SUPPLIED INFORMATION: Begin

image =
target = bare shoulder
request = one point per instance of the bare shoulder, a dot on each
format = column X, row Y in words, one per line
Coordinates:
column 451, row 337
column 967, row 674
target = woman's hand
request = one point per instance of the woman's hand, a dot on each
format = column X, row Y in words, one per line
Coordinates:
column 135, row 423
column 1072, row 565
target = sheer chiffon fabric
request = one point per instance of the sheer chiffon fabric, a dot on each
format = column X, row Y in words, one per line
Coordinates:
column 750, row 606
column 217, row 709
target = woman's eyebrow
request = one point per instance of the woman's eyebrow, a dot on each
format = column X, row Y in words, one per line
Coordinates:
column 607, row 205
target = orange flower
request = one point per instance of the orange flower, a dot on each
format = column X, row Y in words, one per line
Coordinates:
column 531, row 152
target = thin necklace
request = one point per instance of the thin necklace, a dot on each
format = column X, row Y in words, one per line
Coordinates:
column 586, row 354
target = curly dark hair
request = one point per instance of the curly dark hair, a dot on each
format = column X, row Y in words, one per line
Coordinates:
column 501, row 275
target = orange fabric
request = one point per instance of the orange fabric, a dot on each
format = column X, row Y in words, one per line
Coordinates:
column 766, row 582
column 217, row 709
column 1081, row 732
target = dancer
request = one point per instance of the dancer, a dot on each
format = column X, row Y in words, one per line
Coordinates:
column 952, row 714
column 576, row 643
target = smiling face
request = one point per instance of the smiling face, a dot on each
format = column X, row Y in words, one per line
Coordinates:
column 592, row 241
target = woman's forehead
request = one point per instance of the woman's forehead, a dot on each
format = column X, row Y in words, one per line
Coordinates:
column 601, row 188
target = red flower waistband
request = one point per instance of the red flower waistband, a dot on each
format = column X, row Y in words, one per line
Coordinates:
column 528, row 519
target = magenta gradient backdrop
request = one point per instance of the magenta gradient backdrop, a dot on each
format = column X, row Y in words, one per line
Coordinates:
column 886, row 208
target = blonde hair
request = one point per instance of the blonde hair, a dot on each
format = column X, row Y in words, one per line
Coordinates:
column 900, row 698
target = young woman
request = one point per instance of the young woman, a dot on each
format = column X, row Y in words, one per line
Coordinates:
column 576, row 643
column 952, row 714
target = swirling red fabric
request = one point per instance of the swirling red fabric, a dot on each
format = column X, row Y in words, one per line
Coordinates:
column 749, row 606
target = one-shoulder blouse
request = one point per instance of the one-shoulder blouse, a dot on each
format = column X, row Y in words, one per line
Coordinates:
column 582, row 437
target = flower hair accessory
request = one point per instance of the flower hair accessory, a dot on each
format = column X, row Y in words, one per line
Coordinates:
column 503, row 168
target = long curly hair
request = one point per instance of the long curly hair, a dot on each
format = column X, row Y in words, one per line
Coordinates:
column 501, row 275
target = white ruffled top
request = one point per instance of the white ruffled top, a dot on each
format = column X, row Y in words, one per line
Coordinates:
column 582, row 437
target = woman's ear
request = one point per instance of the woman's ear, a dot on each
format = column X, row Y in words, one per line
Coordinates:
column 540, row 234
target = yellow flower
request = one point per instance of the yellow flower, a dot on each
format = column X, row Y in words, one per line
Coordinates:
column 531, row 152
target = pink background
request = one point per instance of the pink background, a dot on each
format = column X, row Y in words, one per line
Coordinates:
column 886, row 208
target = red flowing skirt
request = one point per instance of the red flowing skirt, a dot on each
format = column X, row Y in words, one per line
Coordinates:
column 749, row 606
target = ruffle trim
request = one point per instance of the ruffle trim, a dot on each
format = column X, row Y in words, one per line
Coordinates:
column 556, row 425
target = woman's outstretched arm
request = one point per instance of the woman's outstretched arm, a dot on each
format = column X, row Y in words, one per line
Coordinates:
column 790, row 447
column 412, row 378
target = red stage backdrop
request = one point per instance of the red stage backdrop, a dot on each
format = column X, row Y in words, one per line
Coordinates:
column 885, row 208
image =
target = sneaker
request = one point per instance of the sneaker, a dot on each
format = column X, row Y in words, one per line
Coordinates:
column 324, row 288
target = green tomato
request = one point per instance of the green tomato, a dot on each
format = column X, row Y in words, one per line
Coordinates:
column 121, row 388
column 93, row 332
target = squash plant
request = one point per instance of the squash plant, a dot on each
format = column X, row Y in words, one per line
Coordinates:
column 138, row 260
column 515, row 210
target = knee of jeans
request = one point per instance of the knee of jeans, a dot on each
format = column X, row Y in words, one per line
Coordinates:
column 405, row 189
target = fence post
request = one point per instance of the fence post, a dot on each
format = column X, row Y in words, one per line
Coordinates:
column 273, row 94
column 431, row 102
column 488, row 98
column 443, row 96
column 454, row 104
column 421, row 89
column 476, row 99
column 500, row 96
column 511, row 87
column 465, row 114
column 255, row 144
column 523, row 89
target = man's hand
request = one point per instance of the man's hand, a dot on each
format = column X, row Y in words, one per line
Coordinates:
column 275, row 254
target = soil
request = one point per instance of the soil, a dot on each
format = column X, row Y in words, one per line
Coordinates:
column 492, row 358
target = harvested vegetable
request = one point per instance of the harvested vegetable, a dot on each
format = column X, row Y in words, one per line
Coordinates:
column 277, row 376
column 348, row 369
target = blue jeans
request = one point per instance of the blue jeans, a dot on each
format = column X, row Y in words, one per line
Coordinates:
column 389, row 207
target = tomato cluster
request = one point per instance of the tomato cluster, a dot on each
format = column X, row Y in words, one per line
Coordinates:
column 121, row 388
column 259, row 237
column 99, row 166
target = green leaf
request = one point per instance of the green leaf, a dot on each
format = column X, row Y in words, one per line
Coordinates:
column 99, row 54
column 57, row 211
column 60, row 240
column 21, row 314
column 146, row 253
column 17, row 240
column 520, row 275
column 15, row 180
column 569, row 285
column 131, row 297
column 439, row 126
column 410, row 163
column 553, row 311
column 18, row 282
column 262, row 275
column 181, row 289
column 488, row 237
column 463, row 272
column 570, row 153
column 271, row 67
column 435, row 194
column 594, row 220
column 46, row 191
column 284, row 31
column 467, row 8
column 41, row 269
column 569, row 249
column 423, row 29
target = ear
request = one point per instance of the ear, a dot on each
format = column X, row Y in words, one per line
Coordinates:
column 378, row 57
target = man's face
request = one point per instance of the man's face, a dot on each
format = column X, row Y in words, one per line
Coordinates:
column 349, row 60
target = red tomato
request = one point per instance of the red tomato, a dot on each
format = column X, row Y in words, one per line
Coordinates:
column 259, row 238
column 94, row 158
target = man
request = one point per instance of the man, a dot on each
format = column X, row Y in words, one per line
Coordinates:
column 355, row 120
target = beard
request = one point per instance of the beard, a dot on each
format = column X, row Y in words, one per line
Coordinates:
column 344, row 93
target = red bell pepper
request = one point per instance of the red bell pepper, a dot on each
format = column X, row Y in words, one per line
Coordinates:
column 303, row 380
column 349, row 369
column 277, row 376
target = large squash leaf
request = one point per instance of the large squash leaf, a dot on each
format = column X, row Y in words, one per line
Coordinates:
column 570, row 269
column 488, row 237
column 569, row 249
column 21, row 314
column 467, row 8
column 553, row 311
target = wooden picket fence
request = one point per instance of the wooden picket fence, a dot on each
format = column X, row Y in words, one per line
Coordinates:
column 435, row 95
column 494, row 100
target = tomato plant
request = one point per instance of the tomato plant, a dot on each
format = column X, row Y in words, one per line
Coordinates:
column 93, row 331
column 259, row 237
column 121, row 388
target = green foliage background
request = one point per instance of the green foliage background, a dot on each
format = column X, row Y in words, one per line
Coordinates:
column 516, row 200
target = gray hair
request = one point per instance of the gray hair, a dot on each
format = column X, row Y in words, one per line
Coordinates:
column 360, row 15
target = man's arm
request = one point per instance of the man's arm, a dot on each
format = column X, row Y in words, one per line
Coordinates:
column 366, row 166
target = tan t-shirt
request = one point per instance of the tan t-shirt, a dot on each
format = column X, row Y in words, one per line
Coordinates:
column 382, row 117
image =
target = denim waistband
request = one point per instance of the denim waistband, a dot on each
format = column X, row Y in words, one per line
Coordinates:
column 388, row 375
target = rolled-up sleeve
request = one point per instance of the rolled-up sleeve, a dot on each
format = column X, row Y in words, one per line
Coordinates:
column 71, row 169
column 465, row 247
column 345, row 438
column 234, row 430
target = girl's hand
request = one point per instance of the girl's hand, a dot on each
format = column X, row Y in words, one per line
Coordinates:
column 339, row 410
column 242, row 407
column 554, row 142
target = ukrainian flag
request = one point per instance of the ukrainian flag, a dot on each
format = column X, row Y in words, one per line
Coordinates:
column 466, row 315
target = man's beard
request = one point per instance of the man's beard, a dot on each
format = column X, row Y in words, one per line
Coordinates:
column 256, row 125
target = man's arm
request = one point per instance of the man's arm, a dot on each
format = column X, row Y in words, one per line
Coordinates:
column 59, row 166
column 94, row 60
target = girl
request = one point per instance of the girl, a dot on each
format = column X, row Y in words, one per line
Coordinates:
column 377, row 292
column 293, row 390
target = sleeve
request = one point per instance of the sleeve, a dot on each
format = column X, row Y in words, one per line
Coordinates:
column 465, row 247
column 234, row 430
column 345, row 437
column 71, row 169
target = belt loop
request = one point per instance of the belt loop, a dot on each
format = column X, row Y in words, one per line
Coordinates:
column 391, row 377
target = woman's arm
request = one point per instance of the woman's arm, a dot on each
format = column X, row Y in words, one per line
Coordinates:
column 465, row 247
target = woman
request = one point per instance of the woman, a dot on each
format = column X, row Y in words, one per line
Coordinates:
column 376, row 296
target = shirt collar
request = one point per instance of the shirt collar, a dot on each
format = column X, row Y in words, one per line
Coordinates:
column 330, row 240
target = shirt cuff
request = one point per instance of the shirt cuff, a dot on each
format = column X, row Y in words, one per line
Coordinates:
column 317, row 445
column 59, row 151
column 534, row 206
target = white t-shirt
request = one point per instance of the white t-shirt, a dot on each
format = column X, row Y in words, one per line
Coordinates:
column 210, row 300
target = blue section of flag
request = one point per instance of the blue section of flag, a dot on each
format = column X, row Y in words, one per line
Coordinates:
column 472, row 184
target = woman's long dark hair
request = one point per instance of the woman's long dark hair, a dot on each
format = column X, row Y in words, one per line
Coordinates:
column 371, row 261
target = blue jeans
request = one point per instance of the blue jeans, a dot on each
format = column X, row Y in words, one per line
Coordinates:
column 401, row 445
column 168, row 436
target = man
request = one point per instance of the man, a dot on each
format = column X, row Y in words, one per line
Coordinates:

SUPPLIED INFORMATION: End

Return, exactly as they stand, the lines from the start of the records above through the line with "target = woman's hand", both ends included, and no other lines.

image =
target = bare shoulder
request = one point per instance of the bare shoulder, a dot on each
format = column X, row Y in words, one per line
Coordinates:
column 451, row 337
column 967, row 674
target = woman's hand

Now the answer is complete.